INSTRUCTIONS TO FOLLOW: Everything from the line containing "instance of white" through the final line of the material is to be restated word for word, and only that.
*** Opening of INFORMATION SUPPLIED ***
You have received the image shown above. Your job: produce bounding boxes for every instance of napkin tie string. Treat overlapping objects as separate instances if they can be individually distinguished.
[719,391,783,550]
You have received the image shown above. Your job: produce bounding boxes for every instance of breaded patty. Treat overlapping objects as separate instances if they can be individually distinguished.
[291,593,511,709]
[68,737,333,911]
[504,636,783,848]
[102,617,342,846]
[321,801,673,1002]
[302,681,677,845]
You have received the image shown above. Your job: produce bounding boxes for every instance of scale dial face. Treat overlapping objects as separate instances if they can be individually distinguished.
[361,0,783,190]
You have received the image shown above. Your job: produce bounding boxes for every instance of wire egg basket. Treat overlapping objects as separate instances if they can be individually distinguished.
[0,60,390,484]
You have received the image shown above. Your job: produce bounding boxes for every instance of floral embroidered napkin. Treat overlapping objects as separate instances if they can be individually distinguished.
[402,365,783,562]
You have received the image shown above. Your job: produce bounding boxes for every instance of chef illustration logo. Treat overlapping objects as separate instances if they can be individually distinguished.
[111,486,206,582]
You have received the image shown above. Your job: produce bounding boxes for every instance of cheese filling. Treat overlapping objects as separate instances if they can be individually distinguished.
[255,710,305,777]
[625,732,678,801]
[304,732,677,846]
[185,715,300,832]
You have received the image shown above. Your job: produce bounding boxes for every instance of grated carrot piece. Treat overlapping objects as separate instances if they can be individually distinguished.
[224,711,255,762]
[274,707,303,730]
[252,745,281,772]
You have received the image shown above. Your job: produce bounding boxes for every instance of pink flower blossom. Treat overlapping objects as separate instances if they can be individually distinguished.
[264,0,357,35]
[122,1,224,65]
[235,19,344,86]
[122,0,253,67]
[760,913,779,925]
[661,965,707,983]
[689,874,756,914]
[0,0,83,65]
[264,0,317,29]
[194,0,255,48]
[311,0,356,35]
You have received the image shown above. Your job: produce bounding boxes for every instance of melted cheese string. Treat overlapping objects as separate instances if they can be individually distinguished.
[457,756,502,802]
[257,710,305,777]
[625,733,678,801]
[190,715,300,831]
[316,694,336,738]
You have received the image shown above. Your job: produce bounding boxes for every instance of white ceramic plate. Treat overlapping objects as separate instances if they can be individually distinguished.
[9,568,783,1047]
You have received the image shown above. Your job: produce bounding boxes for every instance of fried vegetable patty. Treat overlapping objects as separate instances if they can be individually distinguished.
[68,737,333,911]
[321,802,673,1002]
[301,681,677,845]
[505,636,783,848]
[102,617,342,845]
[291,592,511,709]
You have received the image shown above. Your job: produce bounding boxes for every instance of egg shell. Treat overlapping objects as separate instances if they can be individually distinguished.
*** Close of INFORMATION SUPPLIED ***
EXPECTED ANSWER:
You have received the image shown above. Your job: produce bounding boxes for every instance of white ceramic plate. Treat overlapping objects as separate instances if they can be individually distinguished.
[9,568,783,1047]
You have received the image shown above. Your job: produce bounding boxes for every instance of fried vegetable patty. Treat overlapping objects as separate instances if they can be individually distinguished.
[68,737,333,911]
[321,802,673,1002]
[301,681,677,845]
[505,636,783,848]
[102,617,342,845]
[291,592,511,709]
You have received the image shown above. Your job: produce bounding boxes for every instance of egg shell. Treat overlapping objects as separate instances if they can be individually distinguished.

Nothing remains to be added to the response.